— Start TEXT TO READ —

The methodology being used to test the public mood on same-sex marriage is dividing both the Liberal Party and constitutional experts – and further diminishing the prime minister’s standing among his own. By Karen Middleton.
The same-sex marriage postal vote
Earlier this year, after parliament rejected the government’s first attempt to hold a compulsory plebiscite on same-sex marriage, Queensland Liberal MP Warren Entsch went to see Prime Minister Malcolm Turnbull.
Entsch had not supported the plebiscite the previous leader Tony Abbott had proposed, accusing Abbott of devising it as “a way of kicking the can down the road”.
But having campaigned for change for more than a decade, he was desperate for some way of bringing it about. He suggested an alternative: a postal vote.
“I certainly raised it as a way forward, to try and get it finished,” Entsch told The Saturday Paper. “… I did that out of frustration.”
Now, he says, he wishes he hadn’t.
Entsch and four of his Liberal colleagues forced the issue back onto the agenda this week, hoping to achieve a free vote in parliament and threatening to force a vote on a private members’ bill.
But they acquiesced after a two-hour special meeting of Liberal MPs and senators on Monday, and a second meeting with the Nationals on Tuesday. The outcome was the government sticking with its election promise of a compulsory plebiscite and that it would ask parliament a second time to back it.

— End TEXT TO READ —
— Start ITEMS —

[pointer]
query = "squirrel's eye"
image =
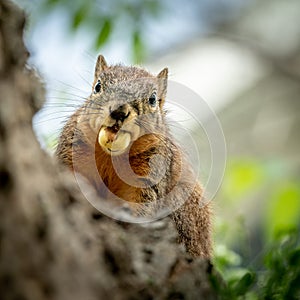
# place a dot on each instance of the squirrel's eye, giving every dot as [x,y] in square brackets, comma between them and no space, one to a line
[97,87]
[152,99]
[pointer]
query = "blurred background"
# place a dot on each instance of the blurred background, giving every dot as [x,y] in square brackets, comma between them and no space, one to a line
[241,56]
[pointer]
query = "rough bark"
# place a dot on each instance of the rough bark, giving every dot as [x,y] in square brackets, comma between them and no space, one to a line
[53,244]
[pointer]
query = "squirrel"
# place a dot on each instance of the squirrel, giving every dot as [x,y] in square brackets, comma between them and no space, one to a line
[124,119]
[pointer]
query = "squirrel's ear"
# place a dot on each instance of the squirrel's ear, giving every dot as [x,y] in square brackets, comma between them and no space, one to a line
[101,65]
[162,83]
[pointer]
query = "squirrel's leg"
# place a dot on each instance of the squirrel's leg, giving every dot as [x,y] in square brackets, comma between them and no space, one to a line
[193,222]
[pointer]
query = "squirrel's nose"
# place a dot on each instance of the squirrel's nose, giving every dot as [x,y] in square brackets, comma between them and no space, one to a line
[120,114]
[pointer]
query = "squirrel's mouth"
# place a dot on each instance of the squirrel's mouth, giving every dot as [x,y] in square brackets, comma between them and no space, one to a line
[114,140]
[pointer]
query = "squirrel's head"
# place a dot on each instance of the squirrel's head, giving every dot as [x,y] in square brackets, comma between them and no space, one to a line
[126,103]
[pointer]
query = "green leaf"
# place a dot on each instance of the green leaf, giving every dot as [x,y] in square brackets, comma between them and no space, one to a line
[104,33]
[282,212]
[243,285]
[79,16]
[138,48]
[294,258]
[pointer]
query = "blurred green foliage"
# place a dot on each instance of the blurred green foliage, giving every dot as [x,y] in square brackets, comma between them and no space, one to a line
[278,278]
[103,19]
[269,187]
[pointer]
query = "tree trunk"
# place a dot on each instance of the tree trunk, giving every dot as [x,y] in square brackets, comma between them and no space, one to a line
[53,243]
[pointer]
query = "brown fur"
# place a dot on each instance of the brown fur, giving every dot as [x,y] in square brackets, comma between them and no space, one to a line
[78,143]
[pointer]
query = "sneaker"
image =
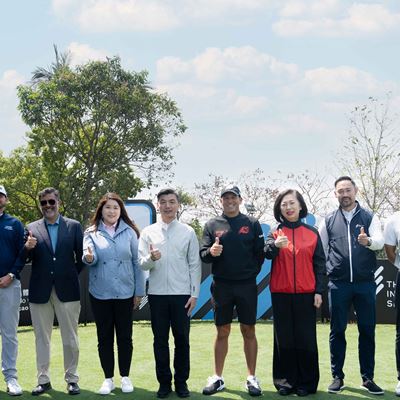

— End ITEMS —

■ REQUIRED ACTIONS
(a) According to the article on the same-sex marriage postal vote, who suggested a postal vote to Prime Minister Malcolm Turnbull?
(b) Gather every line of the entries that contains the string "green", where case counts.

■ ANSWER LIST
(a) Queensland Liberal MP Warren Entsch

(b)
query = "green leaf"
# place a dot on each instance of the green leaf, giving every dot as [x,y] in square brackets, comma between them and no space, one to a line
query = "blurred green foliage"
# place a dot on each instance of the blurred green foliage, giving every dot as [x,y] in square brackets, comma between them and no space, one to a line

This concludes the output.